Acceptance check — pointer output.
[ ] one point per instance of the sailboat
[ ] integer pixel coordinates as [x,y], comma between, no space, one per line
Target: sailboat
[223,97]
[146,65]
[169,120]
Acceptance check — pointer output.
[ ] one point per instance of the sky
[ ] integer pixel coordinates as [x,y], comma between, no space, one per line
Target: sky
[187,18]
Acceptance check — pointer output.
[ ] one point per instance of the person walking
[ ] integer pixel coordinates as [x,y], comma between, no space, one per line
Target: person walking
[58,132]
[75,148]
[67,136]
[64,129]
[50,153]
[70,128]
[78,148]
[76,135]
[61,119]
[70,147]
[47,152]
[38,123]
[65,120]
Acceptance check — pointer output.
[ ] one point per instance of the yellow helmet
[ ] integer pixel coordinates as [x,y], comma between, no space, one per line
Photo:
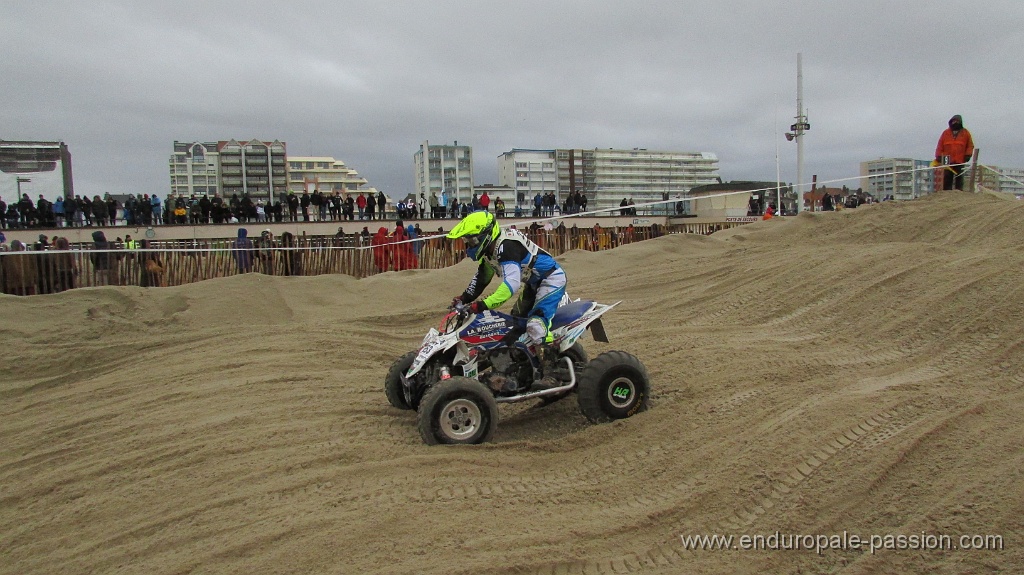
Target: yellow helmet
[478,230]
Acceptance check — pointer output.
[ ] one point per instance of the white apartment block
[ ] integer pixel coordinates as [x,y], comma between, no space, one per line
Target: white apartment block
[1007,180]
[900,178]
[195,169]
[528,172]
[229,168]
[323,173]
[607,176]
[444,168]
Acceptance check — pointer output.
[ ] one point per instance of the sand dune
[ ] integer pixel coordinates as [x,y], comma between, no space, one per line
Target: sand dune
[857,371]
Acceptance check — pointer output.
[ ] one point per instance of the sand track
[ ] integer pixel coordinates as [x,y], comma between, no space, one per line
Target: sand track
[855,371]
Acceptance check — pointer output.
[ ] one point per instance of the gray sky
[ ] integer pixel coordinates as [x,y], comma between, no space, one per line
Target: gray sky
[368,81]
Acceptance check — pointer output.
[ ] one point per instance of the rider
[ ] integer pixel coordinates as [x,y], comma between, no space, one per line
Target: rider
[525,269]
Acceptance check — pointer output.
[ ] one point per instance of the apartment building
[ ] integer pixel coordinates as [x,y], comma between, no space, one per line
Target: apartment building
[444,168]
[229,167]
[899,178]
[607,176]
[195,169]
[324,173]
[527,172]
[255,168]
[35,168]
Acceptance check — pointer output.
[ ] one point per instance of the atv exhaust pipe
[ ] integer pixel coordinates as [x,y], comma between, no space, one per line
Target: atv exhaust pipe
[542,393]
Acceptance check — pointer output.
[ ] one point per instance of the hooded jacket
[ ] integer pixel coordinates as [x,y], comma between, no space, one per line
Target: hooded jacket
[958,146]
[243,251]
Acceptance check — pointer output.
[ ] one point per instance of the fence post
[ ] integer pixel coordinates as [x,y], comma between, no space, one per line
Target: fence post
[974,170]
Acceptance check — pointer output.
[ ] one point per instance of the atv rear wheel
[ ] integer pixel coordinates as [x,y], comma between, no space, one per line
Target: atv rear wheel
[457,410]
[392,383]
[613,386]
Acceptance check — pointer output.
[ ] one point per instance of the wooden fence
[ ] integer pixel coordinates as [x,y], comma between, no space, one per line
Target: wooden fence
[178,262]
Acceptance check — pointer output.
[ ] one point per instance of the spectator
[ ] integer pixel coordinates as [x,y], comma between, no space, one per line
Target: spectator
[152,272]
[291,256]
[19,271]
[104,261]
[244,251]
[954,148]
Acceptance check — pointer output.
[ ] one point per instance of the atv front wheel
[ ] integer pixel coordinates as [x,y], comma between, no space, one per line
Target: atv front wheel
[613,386]
[457,410]
[393,389]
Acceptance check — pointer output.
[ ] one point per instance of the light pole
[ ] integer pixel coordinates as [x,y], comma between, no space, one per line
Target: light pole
[798,132]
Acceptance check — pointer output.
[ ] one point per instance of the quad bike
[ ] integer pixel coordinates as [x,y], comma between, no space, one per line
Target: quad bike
[474,361]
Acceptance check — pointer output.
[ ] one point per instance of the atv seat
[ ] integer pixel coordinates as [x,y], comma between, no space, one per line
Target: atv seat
[570,312]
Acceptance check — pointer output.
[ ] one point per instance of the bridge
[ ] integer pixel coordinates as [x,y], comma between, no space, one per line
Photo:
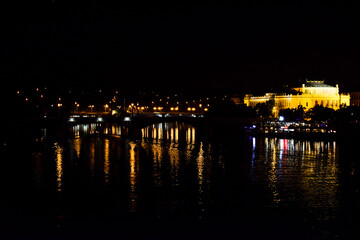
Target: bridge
[134,123]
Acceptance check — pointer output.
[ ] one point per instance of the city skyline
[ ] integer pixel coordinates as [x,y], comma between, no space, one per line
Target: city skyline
[179,45]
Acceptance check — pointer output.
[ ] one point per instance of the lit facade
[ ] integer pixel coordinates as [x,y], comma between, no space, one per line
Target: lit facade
[309,95]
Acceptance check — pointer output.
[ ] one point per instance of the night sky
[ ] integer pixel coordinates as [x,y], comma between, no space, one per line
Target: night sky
[180,44]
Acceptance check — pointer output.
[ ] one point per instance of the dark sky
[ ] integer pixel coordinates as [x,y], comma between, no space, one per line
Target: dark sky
[179,44]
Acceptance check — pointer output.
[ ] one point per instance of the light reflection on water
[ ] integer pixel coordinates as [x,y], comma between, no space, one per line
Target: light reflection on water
[171,168]
[290,167]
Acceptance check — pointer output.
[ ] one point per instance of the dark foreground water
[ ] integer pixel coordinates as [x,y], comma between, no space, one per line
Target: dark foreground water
[174,183]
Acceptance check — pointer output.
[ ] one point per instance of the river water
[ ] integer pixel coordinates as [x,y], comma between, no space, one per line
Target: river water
[175,182]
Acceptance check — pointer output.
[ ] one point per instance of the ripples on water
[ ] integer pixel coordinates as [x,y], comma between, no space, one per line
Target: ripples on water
[174,174]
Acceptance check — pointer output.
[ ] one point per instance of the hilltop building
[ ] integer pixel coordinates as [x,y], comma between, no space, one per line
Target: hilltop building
[309,95]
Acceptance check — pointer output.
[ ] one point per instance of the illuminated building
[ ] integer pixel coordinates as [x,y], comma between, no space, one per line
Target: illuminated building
[309,95]
[355,99]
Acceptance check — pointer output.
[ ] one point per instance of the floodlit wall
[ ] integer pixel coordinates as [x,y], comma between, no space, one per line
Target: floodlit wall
[315,93]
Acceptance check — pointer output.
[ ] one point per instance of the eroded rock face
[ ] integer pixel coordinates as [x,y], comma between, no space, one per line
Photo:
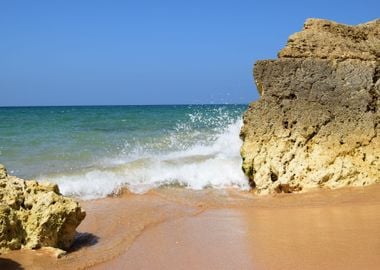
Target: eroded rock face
[34,215]
[317,121]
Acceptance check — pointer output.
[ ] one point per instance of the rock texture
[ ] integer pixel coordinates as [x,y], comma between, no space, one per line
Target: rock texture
[34,215]
[317,121]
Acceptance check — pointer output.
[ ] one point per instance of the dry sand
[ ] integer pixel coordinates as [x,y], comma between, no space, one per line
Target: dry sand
[174,228]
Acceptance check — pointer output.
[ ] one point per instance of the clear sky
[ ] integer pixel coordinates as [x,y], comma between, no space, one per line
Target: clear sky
[148,52]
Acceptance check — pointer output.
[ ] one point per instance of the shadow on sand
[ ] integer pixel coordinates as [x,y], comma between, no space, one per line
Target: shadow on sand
[83,240]
[8,264]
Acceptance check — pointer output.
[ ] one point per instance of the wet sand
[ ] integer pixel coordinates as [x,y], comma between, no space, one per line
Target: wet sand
[175,228]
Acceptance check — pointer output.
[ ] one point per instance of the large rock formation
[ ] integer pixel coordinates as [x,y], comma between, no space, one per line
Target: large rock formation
[34,215]
[317,121]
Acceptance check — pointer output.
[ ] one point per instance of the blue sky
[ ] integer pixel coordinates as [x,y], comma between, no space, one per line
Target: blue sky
[148,52]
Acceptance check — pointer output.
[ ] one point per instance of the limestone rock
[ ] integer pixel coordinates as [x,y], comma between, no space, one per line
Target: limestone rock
[326,39]
[34,215]
[317,121]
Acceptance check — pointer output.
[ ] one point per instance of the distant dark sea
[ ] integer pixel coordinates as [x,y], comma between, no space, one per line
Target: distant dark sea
[92,151]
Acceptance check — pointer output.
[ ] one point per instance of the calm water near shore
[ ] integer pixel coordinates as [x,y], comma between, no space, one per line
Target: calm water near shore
[92,151]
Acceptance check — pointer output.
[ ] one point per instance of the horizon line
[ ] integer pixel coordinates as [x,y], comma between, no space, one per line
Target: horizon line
[121,105]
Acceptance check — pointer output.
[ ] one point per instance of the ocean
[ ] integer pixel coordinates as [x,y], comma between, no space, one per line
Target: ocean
[93,151]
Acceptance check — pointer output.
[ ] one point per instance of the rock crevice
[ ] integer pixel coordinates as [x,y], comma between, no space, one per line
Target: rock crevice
[34,215]
[317,121]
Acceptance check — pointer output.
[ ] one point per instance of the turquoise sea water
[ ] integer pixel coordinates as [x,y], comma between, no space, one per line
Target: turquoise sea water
[93,151]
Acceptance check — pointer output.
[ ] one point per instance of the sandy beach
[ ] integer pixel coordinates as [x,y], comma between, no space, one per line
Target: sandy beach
[173,228]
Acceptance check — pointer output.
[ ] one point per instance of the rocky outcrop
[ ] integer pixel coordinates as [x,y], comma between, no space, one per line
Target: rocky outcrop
[317,121]
[33,215]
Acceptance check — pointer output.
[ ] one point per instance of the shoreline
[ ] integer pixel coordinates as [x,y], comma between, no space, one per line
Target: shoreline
[178,228]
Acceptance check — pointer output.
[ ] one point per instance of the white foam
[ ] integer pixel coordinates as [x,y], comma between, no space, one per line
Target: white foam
[214,164]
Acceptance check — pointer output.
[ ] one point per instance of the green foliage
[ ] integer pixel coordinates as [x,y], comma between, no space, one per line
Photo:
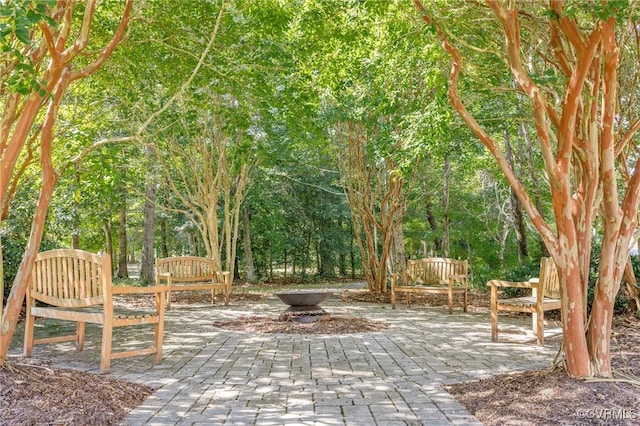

Task requirements: Please report every line of the items above that contains the word "shadow", copying each one in full.

Correct output:
[ ] one point per instance of the shadow on sand
Target: shadow on sand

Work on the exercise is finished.